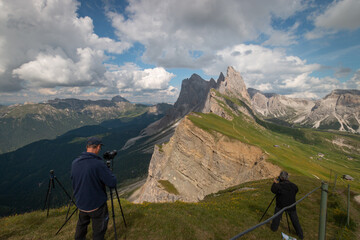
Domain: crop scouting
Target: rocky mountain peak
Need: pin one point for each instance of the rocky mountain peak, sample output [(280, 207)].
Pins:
[(118, 98)]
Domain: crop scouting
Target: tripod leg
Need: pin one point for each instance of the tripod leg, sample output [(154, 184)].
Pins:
[(67, 213), (47, 195), (113, 212), (287, 219), (122, 213), (49, 198), (66, 221), (267, 208), (71, 199)]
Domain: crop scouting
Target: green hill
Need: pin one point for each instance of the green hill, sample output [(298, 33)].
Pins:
[(218, 216), (24, 173)]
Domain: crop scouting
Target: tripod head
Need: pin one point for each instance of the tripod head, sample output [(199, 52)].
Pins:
[(109, 157), (52, 176)]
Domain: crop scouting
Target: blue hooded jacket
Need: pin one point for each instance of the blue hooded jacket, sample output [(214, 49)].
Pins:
[(89, 175)]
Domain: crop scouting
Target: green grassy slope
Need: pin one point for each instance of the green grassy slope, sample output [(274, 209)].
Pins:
[(293, 155), (229, 212), (218, 216)]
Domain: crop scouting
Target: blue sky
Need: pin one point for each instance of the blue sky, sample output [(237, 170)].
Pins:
[(143, 49)]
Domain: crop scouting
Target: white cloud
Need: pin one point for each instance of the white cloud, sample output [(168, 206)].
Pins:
[(54, 69), (354, 82), (172, 30), (341, 15), (272, 70), (130, 77), (44, 43)]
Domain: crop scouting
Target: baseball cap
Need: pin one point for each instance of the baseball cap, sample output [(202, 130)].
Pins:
[(94, 141)]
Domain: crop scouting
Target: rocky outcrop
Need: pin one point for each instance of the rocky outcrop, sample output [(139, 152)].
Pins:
[(233, 85), (194, 91), (277, 106), (340, 110), (197, 163)]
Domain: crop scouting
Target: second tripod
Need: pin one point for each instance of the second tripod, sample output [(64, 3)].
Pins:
[(51, 186), (113, 210)]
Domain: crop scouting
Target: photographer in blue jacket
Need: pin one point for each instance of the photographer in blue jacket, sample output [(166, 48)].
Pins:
[(90, 176)]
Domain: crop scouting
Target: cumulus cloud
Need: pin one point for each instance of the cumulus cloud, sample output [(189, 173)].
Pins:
[(354, 82), (272, 70), (45, 44), (131, 77), (171, 31), (341, 15)]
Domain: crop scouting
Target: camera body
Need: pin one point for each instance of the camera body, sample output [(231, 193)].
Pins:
[(109, 155)]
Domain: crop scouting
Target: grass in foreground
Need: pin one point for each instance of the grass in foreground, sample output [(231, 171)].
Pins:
[(219, 216)]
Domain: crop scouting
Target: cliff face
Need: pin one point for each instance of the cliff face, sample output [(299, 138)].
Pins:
[(197, 163), (340, 110)]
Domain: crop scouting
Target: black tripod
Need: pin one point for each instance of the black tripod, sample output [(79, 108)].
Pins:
[(113, 210), (287, 220), (109, 157), (52, 186)]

• _Exercise directions_
Please repeat every record exactly, leaving the pictures out.

• _Answer for this exercise_
Domain: crop scouting
Target: rocky mountain peak
Need: pin one point for each instance of the rocky mountain peak, sample output [(280, 207)].
Pins:
[(118, 98)]
Domain: crop scouting
Target: tripod leg
Need: pin one point for each instance of the tripod leg, sample output [(154, 184)].
Pins:
[(67, 213), (47, 195), (113, 212), (287, 219), (122, 213), (49, 198), (66, 221), (267, 208), (71, 199)]
Domain: crop scouting
Target: green hill
Need: pin one point for each instance of the green hill, sample output [(298, 33)].
Pins:
[(218, 216), (24, 173)]
Domain: crop scouting
Target: tripod head
Need: pin one point for each instance of the tripod head, sample output [(199, 52)].
Pins:
[(109, 157), (52, 176)]
Domain: crop scouting
Target: blue hooded jacket
Need: pin one point for each instance of the blue hooded jacket, sample output [(214, 49)].
Pins:
[(89, 175)]
Domain: crop scouting
Target: green grassy slope
Need: pin one point for each instance of the green grassy slope, sample output [(274, 209)].
Pins:
[(293, 155), (229, 212), (218, 216)]
Domain: crop scouting
Target: blue sky
Need: pin one point for each instance of the blue sky, sample output [(237, 170)].
Pins:
[(143, 49)]
Domain: crop scouting
Target: white cloud
Need: pin one point for each instance of the white cloud, sample output [(168, 206)].
Pins:
[(54, 69), (354, 82), (172, 30), (341, 15), (272, 70), (130, 77), (44, 43)]
Domain: crop scouting
Target: baseball cap
Need: pin one point for each instance of the baseball cap, sample output [(202, 130)].
Pins:
[(94, 141)]
Domain: crop scouting
Target: rocky outcrop
Need: pin one point for each instance of the rocky outcrop, sample output [(139, 152)].
Pins:
[(233, 85), (194, 91), (277, 106), (340, 110), (197, 163)]
Domain: crop scouting
Target: second tripod
Need: pin one point for each instance of the second tripod, sample output [(64, 3)].
Pins:
[(51, 186), (113, 210)]
Domain: crop scouting
Target: photographer in blue jacket
Need: pin one point for each instance of the photographer in blue jacket, sample output [(166, 48)].
Pins:
[(90, 176)]
Domain: crop scouting
Target: cumulus cloud
Need: pin one point for each instance of the cumulus cloud, sample output [(189, 173)].
Pins:
[(354, 82), (272, 70), (45, 44), (131, 77), (171, 31), (341, 15)]
Domain: crop scouting
Target: camera body
Need: pin one point for each instance of the camera body, sample output [(231, 193)].
Pins:
[(109, 155)]
Domain: crop scouting
Target: grass in foreground
Need: pin one point for each instance of the grass in foreground, sample output [(231, 171)].
Pins:
[(219, 216)]
Domain: crop scouting
Target: cliff face
Need: pin one point for each instance of the cliff face, sample output [(299, 138)].
Pins:
[(197, 163), (340, 110)]
Domain: crop scouting
Target: black tripod
Need: pin one point for each instance of the black tripod, sample output [(79, 108)].
Pins:
[(113, 210), (287, 220), (109, 157), (52, 186)]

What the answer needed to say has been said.